→ **Data**:
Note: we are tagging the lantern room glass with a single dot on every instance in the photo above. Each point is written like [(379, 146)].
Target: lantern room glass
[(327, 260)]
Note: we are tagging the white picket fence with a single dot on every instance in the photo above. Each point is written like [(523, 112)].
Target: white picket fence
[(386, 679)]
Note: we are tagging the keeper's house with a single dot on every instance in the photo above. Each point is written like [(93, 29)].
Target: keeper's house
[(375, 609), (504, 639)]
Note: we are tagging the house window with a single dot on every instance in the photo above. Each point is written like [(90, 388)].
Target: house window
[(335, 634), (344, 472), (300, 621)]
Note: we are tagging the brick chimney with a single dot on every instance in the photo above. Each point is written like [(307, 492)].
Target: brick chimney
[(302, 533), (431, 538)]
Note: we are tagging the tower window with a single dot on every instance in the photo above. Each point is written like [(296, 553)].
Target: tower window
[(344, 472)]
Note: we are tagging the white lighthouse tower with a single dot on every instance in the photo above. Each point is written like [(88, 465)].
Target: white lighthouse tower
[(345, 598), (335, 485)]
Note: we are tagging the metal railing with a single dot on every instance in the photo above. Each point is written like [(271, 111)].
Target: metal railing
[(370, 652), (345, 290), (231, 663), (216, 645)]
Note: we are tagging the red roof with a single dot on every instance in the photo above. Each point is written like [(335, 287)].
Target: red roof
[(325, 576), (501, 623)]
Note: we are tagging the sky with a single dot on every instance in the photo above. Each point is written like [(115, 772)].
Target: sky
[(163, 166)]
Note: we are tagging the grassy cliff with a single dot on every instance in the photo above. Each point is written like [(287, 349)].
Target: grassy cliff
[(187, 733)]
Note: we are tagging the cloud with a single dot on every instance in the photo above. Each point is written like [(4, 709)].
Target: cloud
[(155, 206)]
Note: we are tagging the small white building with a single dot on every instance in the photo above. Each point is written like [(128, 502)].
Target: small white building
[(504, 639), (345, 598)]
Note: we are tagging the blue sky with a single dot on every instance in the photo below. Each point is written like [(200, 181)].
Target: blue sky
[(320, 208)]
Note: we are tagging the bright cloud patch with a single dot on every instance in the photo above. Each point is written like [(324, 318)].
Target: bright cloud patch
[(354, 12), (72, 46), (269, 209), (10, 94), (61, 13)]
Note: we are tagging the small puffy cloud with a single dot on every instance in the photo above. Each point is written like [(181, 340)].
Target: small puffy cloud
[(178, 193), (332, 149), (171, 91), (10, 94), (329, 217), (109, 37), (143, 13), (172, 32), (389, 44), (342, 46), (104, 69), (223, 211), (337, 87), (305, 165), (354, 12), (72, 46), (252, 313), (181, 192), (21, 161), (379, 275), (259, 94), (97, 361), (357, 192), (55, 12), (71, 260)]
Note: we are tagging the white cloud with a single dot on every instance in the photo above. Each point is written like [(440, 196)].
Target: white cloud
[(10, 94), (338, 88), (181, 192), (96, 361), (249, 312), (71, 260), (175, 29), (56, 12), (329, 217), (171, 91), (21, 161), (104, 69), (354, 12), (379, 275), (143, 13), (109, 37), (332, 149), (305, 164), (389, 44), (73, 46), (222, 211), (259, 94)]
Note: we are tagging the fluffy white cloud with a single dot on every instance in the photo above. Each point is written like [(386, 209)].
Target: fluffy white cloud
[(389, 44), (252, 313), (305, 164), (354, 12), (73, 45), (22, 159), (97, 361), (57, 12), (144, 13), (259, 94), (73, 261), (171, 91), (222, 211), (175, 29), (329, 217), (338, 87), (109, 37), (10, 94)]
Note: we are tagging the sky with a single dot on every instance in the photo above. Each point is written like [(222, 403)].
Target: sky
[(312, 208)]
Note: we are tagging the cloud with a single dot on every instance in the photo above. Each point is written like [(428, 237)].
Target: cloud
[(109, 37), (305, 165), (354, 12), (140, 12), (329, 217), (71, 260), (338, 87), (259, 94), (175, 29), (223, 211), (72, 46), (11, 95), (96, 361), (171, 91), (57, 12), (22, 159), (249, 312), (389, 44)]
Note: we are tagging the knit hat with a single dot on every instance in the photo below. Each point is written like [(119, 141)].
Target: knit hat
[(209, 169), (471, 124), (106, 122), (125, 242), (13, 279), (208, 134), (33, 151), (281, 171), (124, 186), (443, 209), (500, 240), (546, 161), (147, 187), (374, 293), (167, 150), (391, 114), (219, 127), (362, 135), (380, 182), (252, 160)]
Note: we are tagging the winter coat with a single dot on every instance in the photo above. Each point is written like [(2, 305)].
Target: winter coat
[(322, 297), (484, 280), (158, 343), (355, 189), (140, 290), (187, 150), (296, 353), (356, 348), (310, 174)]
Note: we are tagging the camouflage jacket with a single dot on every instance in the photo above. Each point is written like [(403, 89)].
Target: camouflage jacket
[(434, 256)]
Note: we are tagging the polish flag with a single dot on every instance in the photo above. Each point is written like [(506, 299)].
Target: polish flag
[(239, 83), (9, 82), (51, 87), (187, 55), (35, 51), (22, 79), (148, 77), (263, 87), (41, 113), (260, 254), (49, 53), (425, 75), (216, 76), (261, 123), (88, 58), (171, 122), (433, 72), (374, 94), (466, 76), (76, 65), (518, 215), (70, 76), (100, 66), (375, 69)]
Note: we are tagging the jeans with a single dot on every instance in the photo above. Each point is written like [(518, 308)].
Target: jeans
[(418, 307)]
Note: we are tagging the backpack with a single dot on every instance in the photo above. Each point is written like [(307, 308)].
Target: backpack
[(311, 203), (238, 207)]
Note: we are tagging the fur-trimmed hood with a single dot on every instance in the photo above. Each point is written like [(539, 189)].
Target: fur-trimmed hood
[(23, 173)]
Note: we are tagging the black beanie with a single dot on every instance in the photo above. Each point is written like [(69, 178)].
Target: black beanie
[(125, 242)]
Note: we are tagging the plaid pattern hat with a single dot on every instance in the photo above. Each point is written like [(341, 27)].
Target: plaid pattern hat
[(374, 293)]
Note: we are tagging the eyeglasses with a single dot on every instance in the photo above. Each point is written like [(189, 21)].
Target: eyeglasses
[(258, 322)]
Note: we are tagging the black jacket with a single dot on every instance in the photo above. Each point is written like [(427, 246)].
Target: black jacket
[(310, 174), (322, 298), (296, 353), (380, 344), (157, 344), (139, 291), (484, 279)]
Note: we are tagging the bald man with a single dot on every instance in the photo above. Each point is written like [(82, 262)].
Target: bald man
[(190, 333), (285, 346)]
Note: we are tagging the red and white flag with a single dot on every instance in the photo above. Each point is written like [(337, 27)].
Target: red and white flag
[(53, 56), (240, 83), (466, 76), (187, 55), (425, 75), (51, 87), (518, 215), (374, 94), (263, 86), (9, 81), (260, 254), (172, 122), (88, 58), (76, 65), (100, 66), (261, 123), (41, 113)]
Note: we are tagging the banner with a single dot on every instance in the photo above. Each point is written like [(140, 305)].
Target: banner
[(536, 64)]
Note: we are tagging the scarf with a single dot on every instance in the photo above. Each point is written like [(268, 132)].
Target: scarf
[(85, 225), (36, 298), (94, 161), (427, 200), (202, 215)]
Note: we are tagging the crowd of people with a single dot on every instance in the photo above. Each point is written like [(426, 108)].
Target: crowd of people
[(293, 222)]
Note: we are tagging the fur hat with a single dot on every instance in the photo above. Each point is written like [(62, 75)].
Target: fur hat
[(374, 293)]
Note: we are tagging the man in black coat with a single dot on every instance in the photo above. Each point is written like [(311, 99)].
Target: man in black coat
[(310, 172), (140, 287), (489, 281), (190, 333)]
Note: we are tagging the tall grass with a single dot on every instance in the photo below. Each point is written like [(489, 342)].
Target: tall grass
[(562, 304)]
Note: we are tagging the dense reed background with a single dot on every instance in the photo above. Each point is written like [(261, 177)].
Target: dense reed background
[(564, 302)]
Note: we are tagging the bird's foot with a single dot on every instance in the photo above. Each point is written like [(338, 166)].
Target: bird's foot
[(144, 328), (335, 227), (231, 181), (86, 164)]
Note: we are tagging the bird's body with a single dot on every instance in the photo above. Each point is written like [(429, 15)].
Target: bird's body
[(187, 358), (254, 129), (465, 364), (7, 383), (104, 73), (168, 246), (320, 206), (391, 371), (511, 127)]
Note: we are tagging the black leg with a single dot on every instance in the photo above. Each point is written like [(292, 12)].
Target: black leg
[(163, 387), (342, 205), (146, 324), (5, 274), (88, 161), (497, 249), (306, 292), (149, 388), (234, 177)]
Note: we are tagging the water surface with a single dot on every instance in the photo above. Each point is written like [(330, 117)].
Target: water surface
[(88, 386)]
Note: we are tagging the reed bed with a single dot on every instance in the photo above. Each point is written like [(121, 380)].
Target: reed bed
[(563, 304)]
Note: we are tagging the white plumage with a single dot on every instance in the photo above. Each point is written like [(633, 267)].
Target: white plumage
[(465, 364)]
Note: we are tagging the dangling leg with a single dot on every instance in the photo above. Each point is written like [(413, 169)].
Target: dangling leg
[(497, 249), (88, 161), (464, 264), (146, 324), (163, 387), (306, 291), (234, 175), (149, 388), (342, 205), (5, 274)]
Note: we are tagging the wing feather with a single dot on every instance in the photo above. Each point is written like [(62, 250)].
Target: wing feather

→ **Work order**:
Filter by the word "wing": copy every line of the data that holds it.

→ **Exercise solution**:
Note: we are tagging the wing feather with a single dot on every instance in the photo above. Each point is written like [(62, 250)].
Target: wing feather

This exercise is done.